QUOTED PASSAGE START

Tobacco Punitive Damages Ruling Overturned
Setting up a possible battle at the Florida Supreme Court, an appeals court Friday overturned a ruling that involved R.J. Reynolds Tobacco Co. being ordered to pay $5 million in punitive damages to the estate of a smoker who died of lung cancer.
The 2-1 decision by a panel of the 5th District Court of Appeal came in what is known as an “Engle progeny case” --- one of thousands of lawsuits filed in Florida against tobacco companies.
Those cases stem from a 2006 Florida Supreme Court ruling that established critical findings about issues such as the dangers of smoking and misrepresentation by cigarette makers.
The estate of Valton Sheffield, who died in 2007, filed a lawsuit against tobacco companies including R.J. Reynolds. An Orange County jury awarded $1.8 million in compensatory damages and $5 million in punitive damages to the estate.
But R.J. Reynolds argued that a circuit judge improperly applied a pre-1999 version of a state punitive damages law to the case. Changes made to the law in 1999 could have shielded R.J. Reynolds from paying punitive damages.

QUOTED PASSAGE END

→ **EXERCISE TASKS**
(a) In the article about the overturned tobacco damages ruling, how much did the Orange County jury award the smoker's estate in compensatory damages?
(b) Continue the article about the overturned tobacco damages ruling, starting after its last sentence.

EXTRACTED INFORMATION START

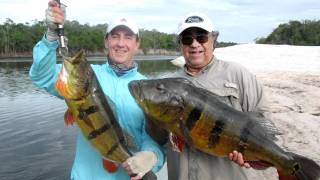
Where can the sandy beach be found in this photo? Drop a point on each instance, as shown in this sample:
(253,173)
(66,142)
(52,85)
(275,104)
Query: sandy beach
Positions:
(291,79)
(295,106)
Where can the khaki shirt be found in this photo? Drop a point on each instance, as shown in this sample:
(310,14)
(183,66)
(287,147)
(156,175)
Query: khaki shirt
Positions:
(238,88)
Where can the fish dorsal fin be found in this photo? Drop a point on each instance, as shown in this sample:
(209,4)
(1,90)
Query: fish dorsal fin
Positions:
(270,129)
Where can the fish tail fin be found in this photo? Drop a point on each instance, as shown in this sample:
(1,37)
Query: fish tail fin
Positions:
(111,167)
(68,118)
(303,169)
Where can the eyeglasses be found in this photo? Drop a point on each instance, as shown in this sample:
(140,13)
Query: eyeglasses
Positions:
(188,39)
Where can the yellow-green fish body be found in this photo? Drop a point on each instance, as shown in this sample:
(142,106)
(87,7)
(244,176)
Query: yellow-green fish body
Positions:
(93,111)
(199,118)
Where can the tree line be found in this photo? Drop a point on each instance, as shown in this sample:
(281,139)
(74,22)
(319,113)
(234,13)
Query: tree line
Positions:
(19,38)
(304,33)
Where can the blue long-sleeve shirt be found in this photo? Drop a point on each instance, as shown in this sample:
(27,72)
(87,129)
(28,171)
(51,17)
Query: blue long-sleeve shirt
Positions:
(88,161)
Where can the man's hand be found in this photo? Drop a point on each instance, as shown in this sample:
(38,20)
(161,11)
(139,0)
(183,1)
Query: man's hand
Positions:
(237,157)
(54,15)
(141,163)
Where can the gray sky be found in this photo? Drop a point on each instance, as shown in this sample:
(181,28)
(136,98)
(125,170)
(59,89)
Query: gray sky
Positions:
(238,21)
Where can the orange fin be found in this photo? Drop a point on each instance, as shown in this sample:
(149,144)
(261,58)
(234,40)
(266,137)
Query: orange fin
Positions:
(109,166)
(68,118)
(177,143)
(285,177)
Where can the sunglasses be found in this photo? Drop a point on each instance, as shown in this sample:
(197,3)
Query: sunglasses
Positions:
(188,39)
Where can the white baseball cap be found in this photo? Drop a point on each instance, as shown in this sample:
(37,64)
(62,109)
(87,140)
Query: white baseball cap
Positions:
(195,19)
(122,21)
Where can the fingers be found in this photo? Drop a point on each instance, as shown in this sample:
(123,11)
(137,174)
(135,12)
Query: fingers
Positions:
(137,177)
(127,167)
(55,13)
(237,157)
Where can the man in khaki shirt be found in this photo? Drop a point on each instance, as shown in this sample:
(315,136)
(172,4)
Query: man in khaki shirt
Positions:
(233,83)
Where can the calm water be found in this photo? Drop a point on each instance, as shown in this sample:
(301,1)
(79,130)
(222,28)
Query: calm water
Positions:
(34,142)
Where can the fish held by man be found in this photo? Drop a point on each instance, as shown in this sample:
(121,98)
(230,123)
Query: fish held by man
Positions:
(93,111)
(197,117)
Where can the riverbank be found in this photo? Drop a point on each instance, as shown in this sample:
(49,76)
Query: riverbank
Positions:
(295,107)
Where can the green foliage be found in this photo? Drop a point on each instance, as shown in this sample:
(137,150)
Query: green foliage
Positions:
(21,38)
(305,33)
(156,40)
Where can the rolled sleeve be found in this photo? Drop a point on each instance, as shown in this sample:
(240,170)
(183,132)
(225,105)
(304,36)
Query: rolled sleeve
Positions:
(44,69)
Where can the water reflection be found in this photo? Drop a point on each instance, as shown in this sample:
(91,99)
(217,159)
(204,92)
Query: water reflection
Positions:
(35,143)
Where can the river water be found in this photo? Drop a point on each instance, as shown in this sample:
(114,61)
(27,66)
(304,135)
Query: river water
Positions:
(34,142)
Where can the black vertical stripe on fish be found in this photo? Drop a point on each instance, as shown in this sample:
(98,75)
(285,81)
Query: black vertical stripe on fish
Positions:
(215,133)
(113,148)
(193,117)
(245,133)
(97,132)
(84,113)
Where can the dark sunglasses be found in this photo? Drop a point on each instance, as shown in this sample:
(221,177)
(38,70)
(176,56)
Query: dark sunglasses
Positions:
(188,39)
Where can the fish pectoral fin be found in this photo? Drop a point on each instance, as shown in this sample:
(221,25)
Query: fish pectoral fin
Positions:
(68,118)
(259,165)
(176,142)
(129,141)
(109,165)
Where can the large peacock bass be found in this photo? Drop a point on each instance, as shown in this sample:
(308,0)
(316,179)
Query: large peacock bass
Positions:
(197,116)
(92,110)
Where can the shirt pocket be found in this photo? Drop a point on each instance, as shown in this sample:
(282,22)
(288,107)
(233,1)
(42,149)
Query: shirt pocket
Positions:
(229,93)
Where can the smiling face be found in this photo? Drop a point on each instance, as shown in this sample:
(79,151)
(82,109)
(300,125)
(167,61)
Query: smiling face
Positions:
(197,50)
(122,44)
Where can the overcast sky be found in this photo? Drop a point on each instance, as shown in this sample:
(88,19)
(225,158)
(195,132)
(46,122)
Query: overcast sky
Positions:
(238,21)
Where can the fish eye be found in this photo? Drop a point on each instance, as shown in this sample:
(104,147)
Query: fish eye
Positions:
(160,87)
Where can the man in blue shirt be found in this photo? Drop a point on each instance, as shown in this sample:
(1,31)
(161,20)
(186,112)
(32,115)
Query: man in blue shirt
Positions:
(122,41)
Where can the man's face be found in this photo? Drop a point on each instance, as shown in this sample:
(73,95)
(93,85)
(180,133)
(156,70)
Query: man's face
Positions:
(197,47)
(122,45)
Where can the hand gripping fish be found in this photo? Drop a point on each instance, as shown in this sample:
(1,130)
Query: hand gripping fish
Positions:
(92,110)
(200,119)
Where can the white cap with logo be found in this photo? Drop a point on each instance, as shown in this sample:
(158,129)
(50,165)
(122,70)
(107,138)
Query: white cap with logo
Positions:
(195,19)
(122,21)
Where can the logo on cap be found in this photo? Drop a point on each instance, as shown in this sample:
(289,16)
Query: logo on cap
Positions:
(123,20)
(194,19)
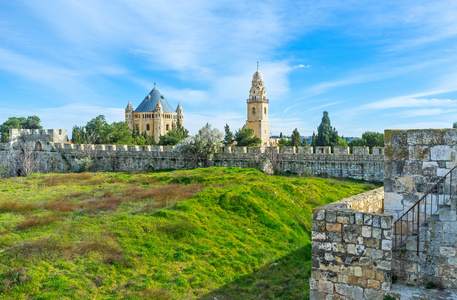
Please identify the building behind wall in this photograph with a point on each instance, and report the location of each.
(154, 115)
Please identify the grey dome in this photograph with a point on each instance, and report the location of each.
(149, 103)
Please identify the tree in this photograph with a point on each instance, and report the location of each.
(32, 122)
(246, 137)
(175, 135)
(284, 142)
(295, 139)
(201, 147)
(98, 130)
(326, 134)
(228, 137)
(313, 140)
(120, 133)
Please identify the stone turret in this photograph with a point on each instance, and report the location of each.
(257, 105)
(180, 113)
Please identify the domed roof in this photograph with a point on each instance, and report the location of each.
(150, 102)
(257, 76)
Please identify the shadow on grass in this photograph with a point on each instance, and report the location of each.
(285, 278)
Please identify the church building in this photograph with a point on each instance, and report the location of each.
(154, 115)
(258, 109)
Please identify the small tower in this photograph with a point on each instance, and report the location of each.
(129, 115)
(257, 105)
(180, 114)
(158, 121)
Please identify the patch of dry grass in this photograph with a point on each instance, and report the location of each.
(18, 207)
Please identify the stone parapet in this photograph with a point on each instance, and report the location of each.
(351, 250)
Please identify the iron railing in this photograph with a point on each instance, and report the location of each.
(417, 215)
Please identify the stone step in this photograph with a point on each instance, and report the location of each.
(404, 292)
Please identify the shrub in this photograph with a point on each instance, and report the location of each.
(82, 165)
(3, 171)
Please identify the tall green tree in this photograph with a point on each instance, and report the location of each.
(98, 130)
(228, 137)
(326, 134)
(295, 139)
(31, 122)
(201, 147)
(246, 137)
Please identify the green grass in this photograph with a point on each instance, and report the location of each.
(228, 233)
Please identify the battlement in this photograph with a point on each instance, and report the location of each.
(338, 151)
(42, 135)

EXTRACTED INFORMATION END
EXTRACTED INFORMATION START

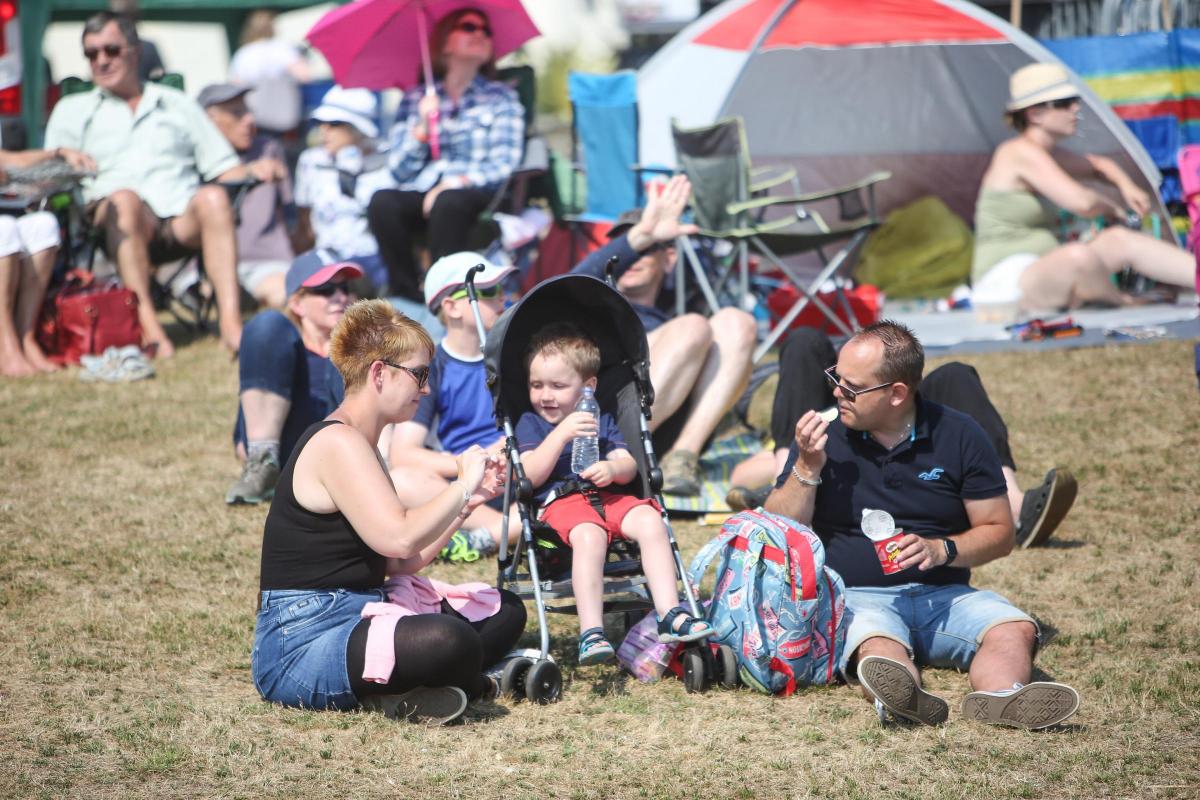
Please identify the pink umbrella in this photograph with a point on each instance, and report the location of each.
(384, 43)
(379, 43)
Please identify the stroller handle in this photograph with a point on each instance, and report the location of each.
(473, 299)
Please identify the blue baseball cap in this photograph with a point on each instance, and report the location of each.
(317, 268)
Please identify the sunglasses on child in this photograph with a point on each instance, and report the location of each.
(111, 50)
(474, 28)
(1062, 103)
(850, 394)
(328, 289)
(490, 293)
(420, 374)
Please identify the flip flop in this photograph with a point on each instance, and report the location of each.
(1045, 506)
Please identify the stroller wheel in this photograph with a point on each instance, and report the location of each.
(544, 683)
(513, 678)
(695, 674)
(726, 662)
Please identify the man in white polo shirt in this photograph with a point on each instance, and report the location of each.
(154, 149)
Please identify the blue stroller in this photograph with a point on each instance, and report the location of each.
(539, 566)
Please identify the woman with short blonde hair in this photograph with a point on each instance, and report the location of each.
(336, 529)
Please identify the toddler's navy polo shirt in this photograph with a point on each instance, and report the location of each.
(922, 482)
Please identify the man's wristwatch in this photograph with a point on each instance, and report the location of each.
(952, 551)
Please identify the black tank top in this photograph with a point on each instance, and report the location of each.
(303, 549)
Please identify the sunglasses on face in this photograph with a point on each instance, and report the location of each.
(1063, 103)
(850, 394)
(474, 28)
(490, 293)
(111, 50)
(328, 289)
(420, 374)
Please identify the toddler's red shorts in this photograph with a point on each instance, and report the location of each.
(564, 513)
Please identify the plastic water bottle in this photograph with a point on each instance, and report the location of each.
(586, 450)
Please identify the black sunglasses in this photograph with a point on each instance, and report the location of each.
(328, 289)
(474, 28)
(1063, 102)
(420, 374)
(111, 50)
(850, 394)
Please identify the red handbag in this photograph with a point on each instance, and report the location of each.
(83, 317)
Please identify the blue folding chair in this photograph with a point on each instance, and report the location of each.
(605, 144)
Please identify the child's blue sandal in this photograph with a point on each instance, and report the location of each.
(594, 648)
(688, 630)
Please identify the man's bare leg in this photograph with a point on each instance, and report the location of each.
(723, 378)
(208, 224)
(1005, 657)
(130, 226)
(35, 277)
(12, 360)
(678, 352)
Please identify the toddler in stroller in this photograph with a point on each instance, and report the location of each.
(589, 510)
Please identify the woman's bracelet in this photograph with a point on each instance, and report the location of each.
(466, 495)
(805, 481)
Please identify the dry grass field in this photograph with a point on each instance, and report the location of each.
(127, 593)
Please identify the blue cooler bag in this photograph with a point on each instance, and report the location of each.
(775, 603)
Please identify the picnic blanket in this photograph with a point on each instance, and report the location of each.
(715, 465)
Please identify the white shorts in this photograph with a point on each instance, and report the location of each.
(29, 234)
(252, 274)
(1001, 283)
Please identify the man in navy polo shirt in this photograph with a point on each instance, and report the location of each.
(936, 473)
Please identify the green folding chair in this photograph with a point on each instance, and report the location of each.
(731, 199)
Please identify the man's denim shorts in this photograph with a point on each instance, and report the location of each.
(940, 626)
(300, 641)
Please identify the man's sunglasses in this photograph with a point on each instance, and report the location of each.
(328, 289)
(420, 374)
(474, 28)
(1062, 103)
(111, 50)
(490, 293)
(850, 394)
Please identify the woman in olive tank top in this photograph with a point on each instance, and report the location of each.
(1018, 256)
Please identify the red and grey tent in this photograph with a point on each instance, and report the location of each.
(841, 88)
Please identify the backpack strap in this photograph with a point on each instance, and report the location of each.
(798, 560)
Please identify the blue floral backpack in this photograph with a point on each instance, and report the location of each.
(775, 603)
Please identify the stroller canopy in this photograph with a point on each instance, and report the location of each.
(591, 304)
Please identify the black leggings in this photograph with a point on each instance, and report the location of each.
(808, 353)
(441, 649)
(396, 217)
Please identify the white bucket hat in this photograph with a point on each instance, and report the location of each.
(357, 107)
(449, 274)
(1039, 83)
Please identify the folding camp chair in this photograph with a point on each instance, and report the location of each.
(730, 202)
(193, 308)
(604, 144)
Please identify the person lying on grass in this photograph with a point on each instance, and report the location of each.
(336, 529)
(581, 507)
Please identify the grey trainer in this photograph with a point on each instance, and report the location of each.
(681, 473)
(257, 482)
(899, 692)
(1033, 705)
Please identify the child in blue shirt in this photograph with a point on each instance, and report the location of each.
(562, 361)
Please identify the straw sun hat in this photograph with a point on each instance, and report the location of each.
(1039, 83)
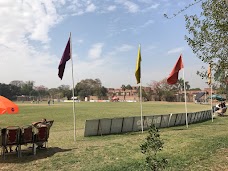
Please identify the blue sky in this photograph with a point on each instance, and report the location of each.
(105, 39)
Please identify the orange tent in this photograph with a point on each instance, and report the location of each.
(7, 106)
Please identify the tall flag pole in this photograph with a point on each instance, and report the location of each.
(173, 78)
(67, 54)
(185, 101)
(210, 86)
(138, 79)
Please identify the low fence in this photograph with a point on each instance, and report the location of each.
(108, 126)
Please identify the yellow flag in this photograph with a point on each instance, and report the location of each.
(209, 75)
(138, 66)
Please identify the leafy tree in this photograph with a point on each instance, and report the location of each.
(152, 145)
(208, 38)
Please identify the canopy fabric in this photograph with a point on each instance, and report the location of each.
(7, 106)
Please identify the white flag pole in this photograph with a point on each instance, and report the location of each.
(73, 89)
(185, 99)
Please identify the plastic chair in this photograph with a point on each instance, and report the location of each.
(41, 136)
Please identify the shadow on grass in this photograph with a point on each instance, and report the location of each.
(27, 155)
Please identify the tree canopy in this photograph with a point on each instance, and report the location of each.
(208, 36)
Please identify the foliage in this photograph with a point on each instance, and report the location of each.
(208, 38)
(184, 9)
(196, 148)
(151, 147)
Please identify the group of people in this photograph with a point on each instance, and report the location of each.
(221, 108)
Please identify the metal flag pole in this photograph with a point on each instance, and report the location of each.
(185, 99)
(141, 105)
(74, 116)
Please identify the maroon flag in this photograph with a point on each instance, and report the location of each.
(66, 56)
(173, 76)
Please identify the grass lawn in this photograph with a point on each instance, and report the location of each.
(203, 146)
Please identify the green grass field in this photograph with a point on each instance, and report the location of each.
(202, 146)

EXTRACTED INFORMATION END

→ **REPLIES**
(a) $1.8 million.

(b)
Appeals-court judges James Edwards and Jay Cohen agreed Friday with the tobacco company’s arguments, ordering that the dispute go back to circuit court. But Judge Brian Lambert dissented, saying that the pre-1999 punitive damages law should apply because Sheffield was diagnosed with lung cancer in 1994.
Though the majority overturned the punitive-damages verdict, it acknowledged that its ruling conflicted with decisions by other state appellate courts. As a result, it suggested the Florida Supreme Court take up the issue --- a move known as certifying an issue to the Supreme Court.